## Problem requirements:
Reproduce the entire listing below word for word, leaving out the pictures.

## Supplied data:
----

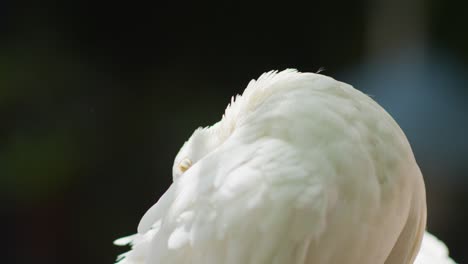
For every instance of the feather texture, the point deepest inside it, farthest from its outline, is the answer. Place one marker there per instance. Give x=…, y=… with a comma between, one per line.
x=300, y=169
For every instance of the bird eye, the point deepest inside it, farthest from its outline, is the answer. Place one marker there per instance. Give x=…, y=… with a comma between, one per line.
x=185, y=164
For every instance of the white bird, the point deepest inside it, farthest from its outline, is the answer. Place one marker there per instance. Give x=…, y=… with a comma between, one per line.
x=301, y=169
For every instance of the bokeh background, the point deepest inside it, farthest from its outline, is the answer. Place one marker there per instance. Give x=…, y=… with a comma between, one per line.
x=96, y=99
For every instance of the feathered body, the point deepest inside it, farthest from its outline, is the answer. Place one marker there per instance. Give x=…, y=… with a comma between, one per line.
x=300, y=169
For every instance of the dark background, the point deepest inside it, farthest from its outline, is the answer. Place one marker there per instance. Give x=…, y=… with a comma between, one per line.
x=96, y=99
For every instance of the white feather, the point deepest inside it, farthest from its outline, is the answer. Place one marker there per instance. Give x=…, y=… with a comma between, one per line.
x=300, y=169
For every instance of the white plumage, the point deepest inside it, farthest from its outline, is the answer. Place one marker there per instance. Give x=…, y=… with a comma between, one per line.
x=300, y=169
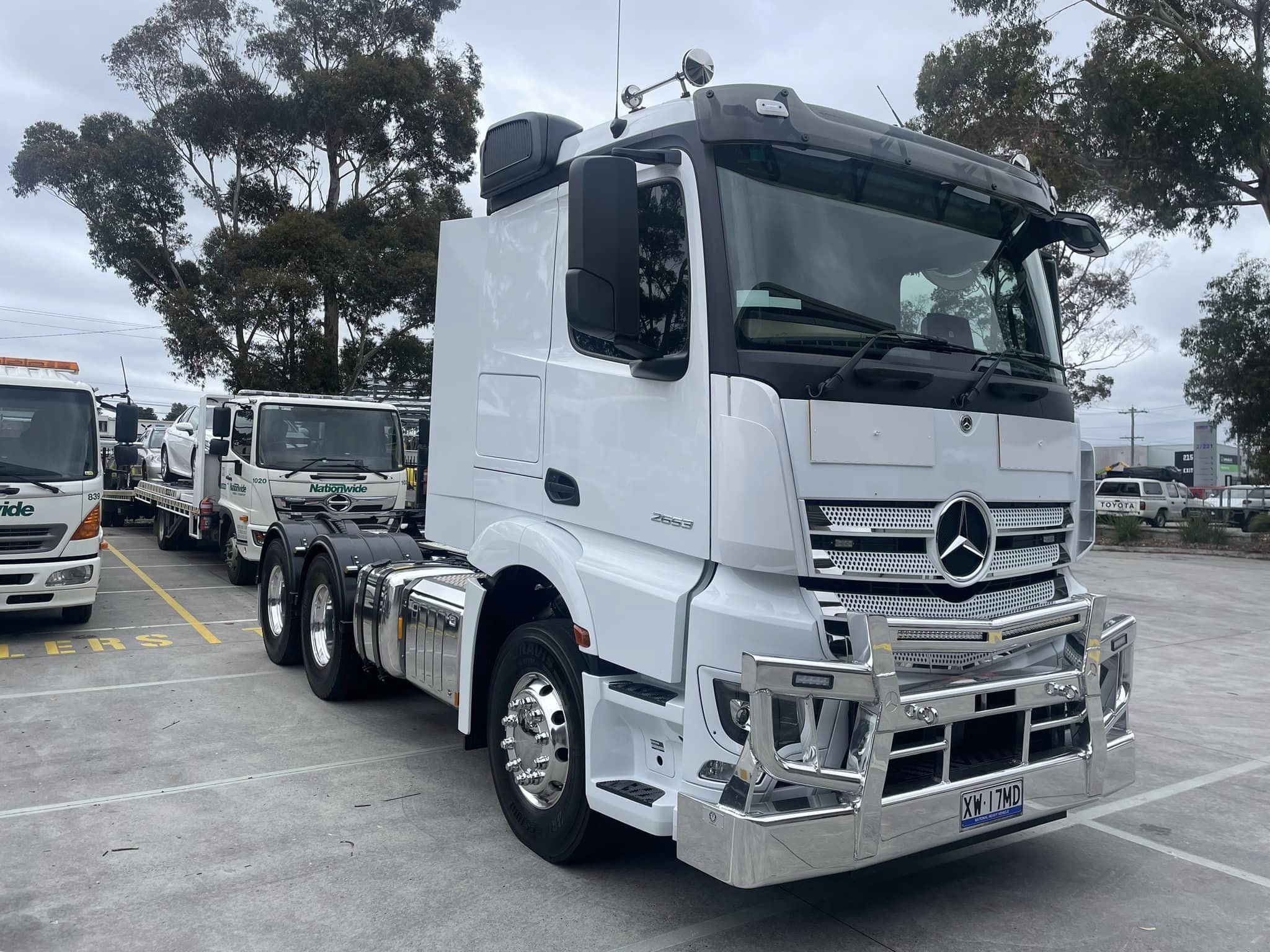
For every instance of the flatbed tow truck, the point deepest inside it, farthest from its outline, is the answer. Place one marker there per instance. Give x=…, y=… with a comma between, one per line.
x=271, y=456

----

## Exercise solution:
For every instance of the feather texture, the point deepest inside it, farthest from its outline, is the answer. Place one marker there per instance. Give x=…, y=… with a comma between, one per line.
x=300, y=169
For every instance of the bird eye, the point deepest inside it, farthest from its outline, is the answer. Place one marker there per instance. Give x=…, y=… with a comma between, one per line.
x=185, y=164
For every instance of the white bird, the point deepest inside it, farthest from its outline, is the answer. Place one marker there per instance. Give x=…, y=… with a comma between, one per line.
x=301, y=169
For every instance of the bokeh background, the point deepest inside it, farthest from its outline, is the answer. Place one marker there per instance. Give x=…, y=… with a comma between, one per line.
x=96, y=99
For every instance of the feathered body, the point deepest inside it, farthest from its outline, is the answer. Place one marker there per instance. Give x=…, y=… with a comma between, one per line.
x=300, y=169
For every instance of the dark background, the point deepest inside it, farthest from its outline, is the answer. Place one marker there per instance. Give x=…, y=… with a comma between, one per line.
x=96, y=99
For every instance of the white feather, the point deepest inside it, farthest from its outline, is the answer. Place one marker there per instance. Give x=…, y=… with a comma between, one per line.
x=300, y=169
For every instance of the white plumage, the point deepest inside it, farthest from its outline, is the answer. Place one marker there per instance. Give x=…, y=… with a comma between, one per line.
x=300, y=169
For every instance of the flatbed tow truck, the point deepest inside it, farthest from its outline, is the answer. Place one marker there per instance. Give x=…, y=… with a comma between, one per line.
x=271, y=456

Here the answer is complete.